Requirement: The expected result is the full listing, retyped exactly, without a single picture.

[The input Boundary: Start]

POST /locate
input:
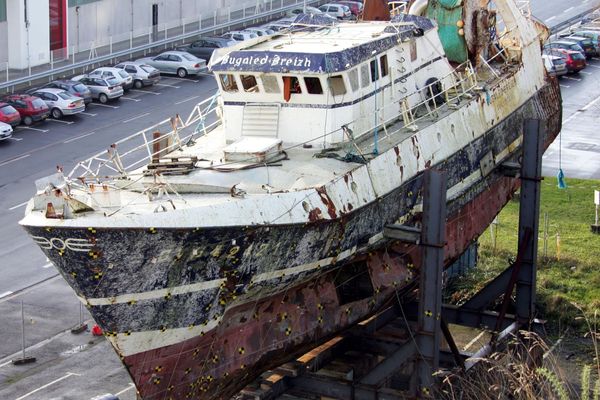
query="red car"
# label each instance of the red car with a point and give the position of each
(574, 59)
(9, 115)
(31, 108)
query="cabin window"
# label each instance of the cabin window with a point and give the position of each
(313, 85)
(228, 83)
(374, 70)
(270, 84)
(353, 78)
(249, 83)
(383, 65)
(336, 83)
(364, 76)
(291, 84)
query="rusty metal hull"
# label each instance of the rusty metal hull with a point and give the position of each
(242, 324)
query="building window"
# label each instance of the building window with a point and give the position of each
(228, 83)
(383, 65)
(249, 83)
(2, 10)
(270, 83)
(336, 83)
(313, 85)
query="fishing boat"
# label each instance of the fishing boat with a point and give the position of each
(211, 248)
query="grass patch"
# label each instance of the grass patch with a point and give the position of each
(570, 271)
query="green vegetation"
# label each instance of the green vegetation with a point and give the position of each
(568, 273)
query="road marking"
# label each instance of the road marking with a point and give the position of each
(129, 98)
(134, 118)
(78, 137)
(145, 91)
(104, 105)
(48, 384)
(131, 386)
(14, 159)
(32, 129)
(164, 84)
(19, 205)
(60, 121)
(191, 98)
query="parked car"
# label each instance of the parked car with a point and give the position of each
(142, 74)
(239, 36)
(260, 31)
(124, 79)
(75, 88)
(176, 62)
(565, 45)
(340, 11)
(60, 102)
(9, 115)
(204, 47)
(5, 131)
(574, 60)
(356, 7)
(102, 89)
(555, 65)
(32, 109)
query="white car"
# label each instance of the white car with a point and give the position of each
(339, 11)
(239, 36)
(60, 102)
(124, 79)
(5, 131)
(142, 74)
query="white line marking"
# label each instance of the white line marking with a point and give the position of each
(15, 159)
(32, 129)
(191, 98)
(134, 118)
(60, 121)
(145, 91)
(48, 384)
(131, 386)
(164, 84)
(19, 205)
(104, 105)
(78, 137)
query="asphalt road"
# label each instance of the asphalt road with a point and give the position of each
(70, 367)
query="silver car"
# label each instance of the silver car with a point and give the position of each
(60, 102)
(102, 89)
(176, 62)
(142, 74)
(5, 131)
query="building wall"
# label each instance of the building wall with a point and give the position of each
(98, 21)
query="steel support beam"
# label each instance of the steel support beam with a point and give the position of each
(533, 140)
(433, 237)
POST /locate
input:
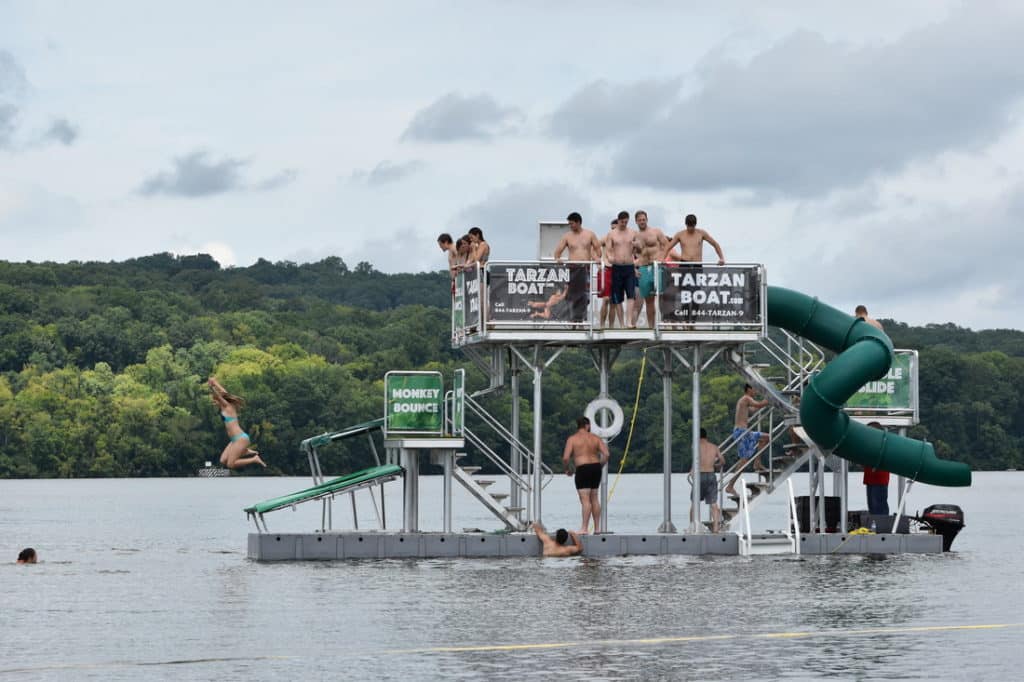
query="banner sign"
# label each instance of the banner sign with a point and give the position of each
(538, 293)
(724, 295)
(894, 391)
(471, 298)
(414, 401)
(459, 402)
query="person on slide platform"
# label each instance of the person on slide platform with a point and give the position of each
(238, 454)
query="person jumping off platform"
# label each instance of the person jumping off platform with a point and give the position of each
(239, 439)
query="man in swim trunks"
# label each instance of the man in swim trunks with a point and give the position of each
(556, 546)
(583, 246)
(711, 461)
(619, 252)
(748, 441)
(648, 245)
(861, 311)
(691, 241)
(589, 455)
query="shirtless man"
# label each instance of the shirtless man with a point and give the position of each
(648, 245)
(691, 242)
(446, 246)
(619, 252)
(750, 441)
(861, 312)
(556, 546)
(583, 245)
(480, 249)
(589, 455)
(711, 461)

[The input Boundary: End]

Written answer:
POST /locate
input:
query="red car"
# label each instance of the red car with a point and give the position of each
(574, 59)
(9, 115)
(31, 108)
query="cabin window"
# label each instance of the cabin window with a point and give the position of each
(313, 85)
(228, 83)
(374, 70)
(270, 84)
(353, 78)
(249, 83)
(383, 65)
(336, 83)
(364, 76)
(291, 84)
query="rusty metal hull"
# label each instance of the rusty metal hull with a point and give the position of each
(242, 324)
query="building window"
# label each instance of the building window with a point and give the position of each
(228, 83)
(383, 65)
(249, 83)
(2, 10)
(270, 83)
(336, 83)
(313, 85)
query="fishing boat"
# label each instance of the fishing boat with a point and give the position of each
(211, 248)
query="grass patch"
# label each instance of the grass patch with a point and give the position of each
(570, 271)
query="green vegetation"
# label each instance of the green vegetation with a point and give the position of each
(568, 273)
query="road marking"
# label each instance of the road marking with a point and give the position of each
(129, 98)
(134, 118)
(78, 137)
(145, 91)
(104, 105)
(48, 384)
(131, 386)
(14, 159)
(32, 129)
(164, 84)
(19, 205)
(60, 121)
(191, 98)
query="parked car"
# label each instance of the parked car with a point and give the position of each
(142, 74)
(239, 36)
(260, 31)
(124, 79)
(75, 88)
(176, 62)
(565, 45)
(340, 11)
(60, 102)
(9, 115)
(204, 47)
(5, 131)
(574, 60)
(356, 7)
(102, 89)
(555, 65)
(32, 109)
query="white car"
# label each instance of the white car with a point and give the position of each
(339, 11)
(239, 36)
(60, 102)
(124, 79)
(5, 131)
(142, 74)
query="white line marking"
# label each instance of the white line marking with a point and give the position of each
(15, 159)
(32, 129)
(191, 98)
(134, 118)
(60, 121)
(145, 91)
(48, 384)
(131, 386)
(164, 84)
(19, 205)
(104, 105)
(78, 137)
query="asphalt road"
# label each instance of the asphalt road with a point and give the position of each
(70, 367)
query="silver car"
# label each instance of the silver car with a point and give the position of each
(60, 102)
(102, 89)
(176, 62)
(142, 74)
(5, 131)
query="building wall"
# label each instance of the building wall with a point and give the position of each
(98, 21)
query="steel support beam"
# label each instance of the steel support beam with a point and give the position of each
(533, 140)
(433, 237)
POST /locate
input:
query="banner sign"
# label each instance of the banner sign with a point and give the position of each
(538, 293)
(724, 295)
(894, 391)
(471, 298)
(414, 401)
(459, 402)
query="person on slide platform"
# label each instance of the person on slide platform with a point and give the position of each
(238, 454)
query="person jumping off platform"
# label each instance of the person jumping off platform with a point and give the position of each
(239, 439)
query="man in swim trunks"
# label each instance of the man in swim trunks with a point and give the position of each
(556, 546)
(583, 246)
(711, 461)
(619, 252)
(748, 441)
(648, 245)
(861, 311)
(691, 241)
(589, 455)
query="shirtless man"
# label each instance of the shirtless man with a point and give the position of each
(648, 245)
(691, 242)
(446, 246)
(619, 252)
(750, 441)
(861, 312)
(556, 546)
(583, 245)
(480, 249)
(589, 455)
(711, 461)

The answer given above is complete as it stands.